Dataset rows
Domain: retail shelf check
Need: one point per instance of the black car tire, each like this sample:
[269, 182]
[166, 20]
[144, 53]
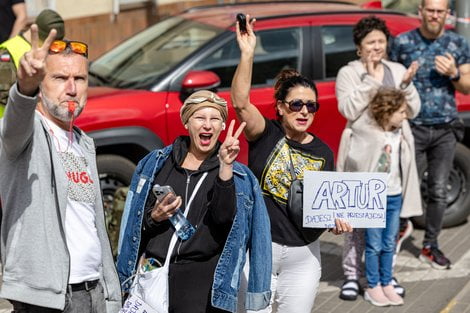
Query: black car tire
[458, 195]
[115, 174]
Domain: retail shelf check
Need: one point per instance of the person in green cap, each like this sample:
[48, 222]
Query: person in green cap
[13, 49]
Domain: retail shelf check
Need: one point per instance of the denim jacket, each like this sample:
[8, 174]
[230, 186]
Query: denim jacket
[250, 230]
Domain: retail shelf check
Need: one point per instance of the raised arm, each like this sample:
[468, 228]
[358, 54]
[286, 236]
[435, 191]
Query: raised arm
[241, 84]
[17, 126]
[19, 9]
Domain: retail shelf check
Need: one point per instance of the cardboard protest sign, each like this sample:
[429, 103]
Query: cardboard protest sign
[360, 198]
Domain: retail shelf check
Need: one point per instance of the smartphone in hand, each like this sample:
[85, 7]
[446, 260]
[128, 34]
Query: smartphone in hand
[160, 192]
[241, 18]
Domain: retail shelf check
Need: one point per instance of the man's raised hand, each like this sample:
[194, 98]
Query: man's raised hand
...
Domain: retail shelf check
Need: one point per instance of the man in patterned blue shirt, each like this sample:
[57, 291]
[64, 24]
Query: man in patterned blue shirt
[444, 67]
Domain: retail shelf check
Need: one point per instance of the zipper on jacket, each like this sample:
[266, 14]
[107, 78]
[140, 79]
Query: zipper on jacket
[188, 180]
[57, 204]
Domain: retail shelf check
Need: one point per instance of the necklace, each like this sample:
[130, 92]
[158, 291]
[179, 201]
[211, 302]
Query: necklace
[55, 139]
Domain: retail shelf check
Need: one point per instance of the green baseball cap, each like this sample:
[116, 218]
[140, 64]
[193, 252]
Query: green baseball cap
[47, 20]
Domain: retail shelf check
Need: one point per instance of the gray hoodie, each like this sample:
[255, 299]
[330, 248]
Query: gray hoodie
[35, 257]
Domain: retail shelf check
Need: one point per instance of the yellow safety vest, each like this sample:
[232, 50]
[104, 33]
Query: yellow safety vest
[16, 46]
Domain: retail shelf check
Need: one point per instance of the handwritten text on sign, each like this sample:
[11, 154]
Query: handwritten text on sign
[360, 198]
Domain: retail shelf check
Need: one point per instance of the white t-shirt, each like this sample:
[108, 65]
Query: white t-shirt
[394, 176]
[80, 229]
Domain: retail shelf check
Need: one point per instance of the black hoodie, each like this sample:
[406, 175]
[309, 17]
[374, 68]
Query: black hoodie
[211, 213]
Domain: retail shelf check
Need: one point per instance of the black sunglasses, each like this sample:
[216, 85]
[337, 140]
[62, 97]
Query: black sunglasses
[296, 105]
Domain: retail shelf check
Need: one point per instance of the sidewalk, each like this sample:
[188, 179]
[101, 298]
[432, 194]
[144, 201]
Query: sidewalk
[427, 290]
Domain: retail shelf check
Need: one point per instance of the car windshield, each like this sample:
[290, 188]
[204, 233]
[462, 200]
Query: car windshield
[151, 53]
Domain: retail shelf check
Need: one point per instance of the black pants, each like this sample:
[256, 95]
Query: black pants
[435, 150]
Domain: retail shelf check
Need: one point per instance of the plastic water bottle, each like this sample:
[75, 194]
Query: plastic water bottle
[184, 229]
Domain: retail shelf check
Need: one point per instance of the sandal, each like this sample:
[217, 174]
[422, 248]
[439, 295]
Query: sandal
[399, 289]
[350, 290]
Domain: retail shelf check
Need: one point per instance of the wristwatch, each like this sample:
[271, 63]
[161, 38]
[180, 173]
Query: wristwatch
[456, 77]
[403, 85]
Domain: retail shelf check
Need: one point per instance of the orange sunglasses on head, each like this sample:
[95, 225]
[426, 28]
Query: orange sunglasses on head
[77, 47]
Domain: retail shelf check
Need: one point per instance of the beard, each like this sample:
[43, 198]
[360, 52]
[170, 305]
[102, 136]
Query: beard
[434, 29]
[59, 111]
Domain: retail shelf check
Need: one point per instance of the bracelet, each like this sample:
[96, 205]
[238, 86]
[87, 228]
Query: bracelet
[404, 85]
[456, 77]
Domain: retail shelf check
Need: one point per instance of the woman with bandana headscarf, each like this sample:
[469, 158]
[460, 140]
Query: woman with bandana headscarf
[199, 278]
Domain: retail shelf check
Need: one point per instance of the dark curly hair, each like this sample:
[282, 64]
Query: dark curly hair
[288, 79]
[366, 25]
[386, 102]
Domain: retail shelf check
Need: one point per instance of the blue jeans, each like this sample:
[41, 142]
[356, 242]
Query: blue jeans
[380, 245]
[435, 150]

• [Exercise objective] Pull out every line of the material above that contains the word "with". Case counts.

• [Answer to the exercise]
Need: one point per instance of the woman with bandana headscarf, each like this sample:
Query: woman with bandana headscarf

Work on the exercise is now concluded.